-- READING TEXT follows --

It is not writing code that is slow. Writing code is fun, doable, well-paid, frequently delegated to a fast LLM. What is slow is getting code merged. Maintainers triage backlogs in the thousands. Drive-by reviewers leave 👀 emojis. Drift kills more PRs than bugs do.
The economics are upside-down: writing earns reputation, reviewing earns nothing. The labor market for review doesn't exist because the only currency is favor, and favor doesn't scale.
The trick is not paying reviewers to approve PRs. That gives you rubber stamps. The trick is paying them to commit their judgement onchain with stake — and slashing them when they're wrong. The mechanism rewards correct calls, not friendly ones.
This is the same insight that makes prediction markets work and chain consensus work. Skin in the game beats vibes every time.
Repo owners deposit $MERGE into a pool against an open PR. Reviewers stake $MERGE to vouch. On clean settle, the pool releases proportional to stake. On revert within 256 blocks, vouchers are slashed and the slash redistributes to anyone who explicitly rejected the PR.
Two-sided economy. Owners pay for attention. Reviewers pay for the right to earn.
Base because the gas envelope makes per-PR review economically sensible. Every step of the loop fits comfortably under $0.05.
Gitlawb-native because the agent web is going to ship code at volumes humans can't review. Stake is the only filter that scales.

-- READING TEXT concluded --
-- INFORMATION GIVEN follows --

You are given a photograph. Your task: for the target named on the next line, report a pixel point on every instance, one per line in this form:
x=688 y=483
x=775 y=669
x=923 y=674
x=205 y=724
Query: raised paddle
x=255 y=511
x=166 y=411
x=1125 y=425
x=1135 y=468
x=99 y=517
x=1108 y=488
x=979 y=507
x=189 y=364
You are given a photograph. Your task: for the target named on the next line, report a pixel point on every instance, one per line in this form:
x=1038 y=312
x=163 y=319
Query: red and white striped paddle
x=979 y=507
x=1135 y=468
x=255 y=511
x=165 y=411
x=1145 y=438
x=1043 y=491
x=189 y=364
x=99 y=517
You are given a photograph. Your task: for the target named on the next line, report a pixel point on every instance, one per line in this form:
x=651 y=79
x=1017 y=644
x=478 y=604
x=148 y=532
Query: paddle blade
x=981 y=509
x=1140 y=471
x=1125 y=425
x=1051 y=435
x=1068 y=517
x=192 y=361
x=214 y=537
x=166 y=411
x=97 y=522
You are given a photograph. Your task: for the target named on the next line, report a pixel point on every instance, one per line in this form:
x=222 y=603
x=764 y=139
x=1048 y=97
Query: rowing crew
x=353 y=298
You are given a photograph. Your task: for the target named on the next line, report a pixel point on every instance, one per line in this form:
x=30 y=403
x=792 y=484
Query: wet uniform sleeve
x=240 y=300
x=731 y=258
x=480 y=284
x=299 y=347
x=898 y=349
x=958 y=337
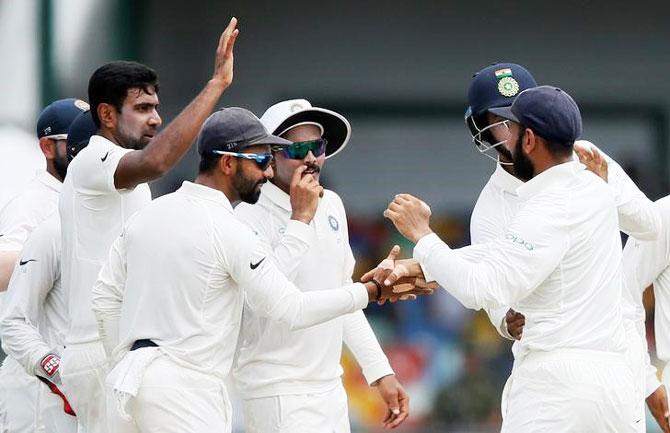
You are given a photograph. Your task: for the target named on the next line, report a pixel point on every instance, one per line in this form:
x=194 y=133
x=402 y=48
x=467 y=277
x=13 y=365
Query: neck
x=51 y=169
x=549 y=162
x=109 y=135
x=218 y=184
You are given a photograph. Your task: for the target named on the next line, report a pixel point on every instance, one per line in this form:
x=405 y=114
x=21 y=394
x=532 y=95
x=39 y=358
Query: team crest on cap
x=82 y=105
x=508 y=86
x=334 y=224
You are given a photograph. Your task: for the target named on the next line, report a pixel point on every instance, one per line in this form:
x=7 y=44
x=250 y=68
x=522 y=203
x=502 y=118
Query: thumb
x=394 y=253
x=297 y=175
x=393 y=403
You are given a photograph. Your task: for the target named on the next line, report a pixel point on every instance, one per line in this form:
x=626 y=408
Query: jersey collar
x=273 y=193
x=505 y=181
x=556 y=174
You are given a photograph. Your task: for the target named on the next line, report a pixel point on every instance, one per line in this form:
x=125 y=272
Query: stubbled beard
x=247 y=189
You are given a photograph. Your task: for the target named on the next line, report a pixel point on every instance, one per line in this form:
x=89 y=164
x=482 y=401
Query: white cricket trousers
x=325 y=412
x=18 y=399
x=636 y=359
x=176 y=399
x=571 y=391
x=83 y=369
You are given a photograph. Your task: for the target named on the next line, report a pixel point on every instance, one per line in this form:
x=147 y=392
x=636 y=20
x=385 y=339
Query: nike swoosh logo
x=254 y=266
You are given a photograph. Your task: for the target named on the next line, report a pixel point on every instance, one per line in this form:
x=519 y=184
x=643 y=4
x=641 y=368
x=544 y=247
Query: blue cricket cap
x=549 y=111
x=496 y=86
x=55 y=118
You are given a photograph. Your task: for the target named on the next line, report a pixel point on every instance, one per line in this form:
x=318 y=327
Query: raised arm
x=167 y=148
x=108 y=293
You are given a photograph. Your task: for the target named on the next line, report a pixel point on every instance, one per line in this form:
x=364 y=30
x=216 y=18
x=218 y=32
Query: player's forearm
x=361 y=340
x=22 y=341
x=7 y=263
x=472 y=285
x=640 y=218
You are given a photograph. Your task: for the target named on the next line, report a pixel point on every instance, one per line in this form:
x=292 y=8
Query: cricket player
x=20 y=159
x=646 y=263
x=290 y=379
x=176 y=312
x=39 y=200
x=105 y=185
x=18 y=390
x=559 y=264
x=33 y=320
x=499 y=202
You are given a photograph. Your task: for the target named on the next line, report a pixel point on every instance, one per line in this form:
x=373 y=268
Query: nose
x=269 y=172
x=310 y=157
x=155 y=119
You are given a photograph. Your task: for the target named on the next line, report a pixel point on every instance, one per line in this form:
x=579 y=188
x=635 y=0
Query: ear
x=108 y=115
x=48 y=148
x=228 y=164
x=529 y=141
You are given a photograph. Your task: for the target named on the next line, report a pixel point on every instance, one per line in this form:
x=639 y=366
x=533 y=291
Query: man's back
x=92 y=213
x=579 y=304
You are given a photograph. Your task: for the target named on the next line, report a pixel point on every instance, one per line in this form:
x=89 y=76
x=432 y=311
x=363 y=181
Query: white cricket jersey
x=272 y=358
x=24 y=212
x=175 y=277
x=34 y=313
x=558 y=263
x=20 y=159
x=92 y=215
x=496 y=206
x=498 y=203
x=646 y=263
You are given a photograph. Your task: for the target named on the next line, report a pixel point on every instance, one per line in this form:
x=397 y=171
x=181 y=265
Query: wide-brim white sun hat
x=285 y=115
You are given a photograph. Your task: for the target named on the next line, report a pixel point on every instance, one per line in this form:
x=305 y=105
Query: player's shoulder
x=331 y=198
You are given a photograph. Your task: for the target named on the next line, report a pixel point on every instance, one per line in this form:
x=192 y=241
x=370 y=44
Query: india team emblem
x=334 y=224
x=508 y=86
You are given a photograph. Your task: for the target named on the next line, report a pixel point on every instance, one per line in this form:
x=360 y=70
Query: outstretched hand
x=410 y=216
x=224 y=60
x=400 y=279
x=591 y=158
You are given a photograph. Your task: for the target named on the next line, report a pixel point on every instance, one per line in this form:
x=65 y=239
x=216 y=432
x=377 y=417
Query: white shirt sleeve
x=16 y=223
x=98 y=177
x=270 y=294
x=108 y=293
x=507 y=269
x=638 y=216
x=33 y=277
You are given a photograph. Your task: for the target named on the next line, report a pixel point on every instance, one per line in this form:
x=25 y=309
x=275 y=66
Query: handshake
x=396 y=279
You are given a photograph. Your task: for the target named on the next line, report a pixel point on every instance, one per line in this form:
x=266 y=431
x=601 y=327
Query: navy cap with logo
x=80 y=132
x=496 y=86
x=54 y=121
x=233 y=130
x=549 y=111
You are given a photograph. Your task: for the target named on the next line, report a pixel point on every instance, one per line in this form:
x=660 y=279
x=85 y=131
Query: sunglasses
x=300 y=149
x=262 y=160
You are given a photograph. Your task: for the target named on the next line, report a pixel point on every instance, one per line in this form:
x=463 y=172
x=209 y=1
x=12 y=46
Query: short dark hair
x=110 y=83
x=207 y=162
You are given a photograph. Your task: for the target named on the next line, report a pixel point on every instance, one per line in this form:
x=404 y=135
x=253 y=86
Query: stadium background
x=398 y=70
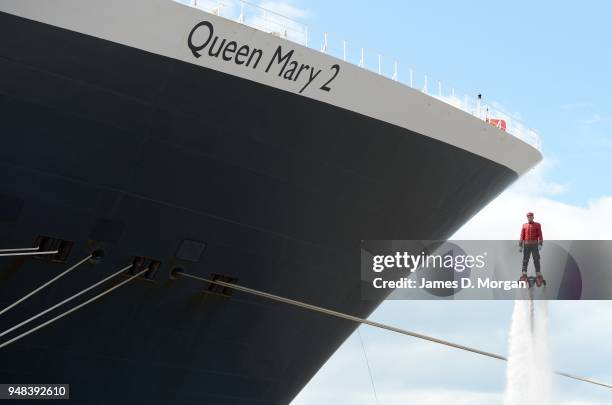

-- INFORMATION GIVEN concluded --

TASKS FOR THIS EXERCISE:
A – In the text on staked code review, what happens to vouchers when a PR is reverted within 256 blocks?
B – Write a continuation of the text on staked code review, beginning after its last sentence.

RESPONSES TO THE EXERCISE:
A – They are slashed, and the slash goes to anyone who explicitly rejected the PR.

B –
Agent-friendly because reviewers are wallets. Any agent that passes the gitlawb verifier can vouch on the same terms as humans.
The 2.5% treasury cut on every settle compounds into a protocol-owned pool. That pool can be voted (by token-weighted snapshot) to top up review pools for high-priority OSS repos — the leftpads of the world, but before the next leftpad happens.
This makes $MERGE useful even for repos that can't afford to fund their own pools. Critical infra gets reviewed. Maintainers don't pay out of pocket. The cost is socialized across everyone using the protocol.
Every merge is an act of judgement made by a few humans (or agents) on behalf of everyone who will run the code. $MERGE is the first attempt to give that judgement an explicit price, an explicit incentive, and an explicit cost when wrong.
The merge happens when we agree. We agree when the stakes are on the table.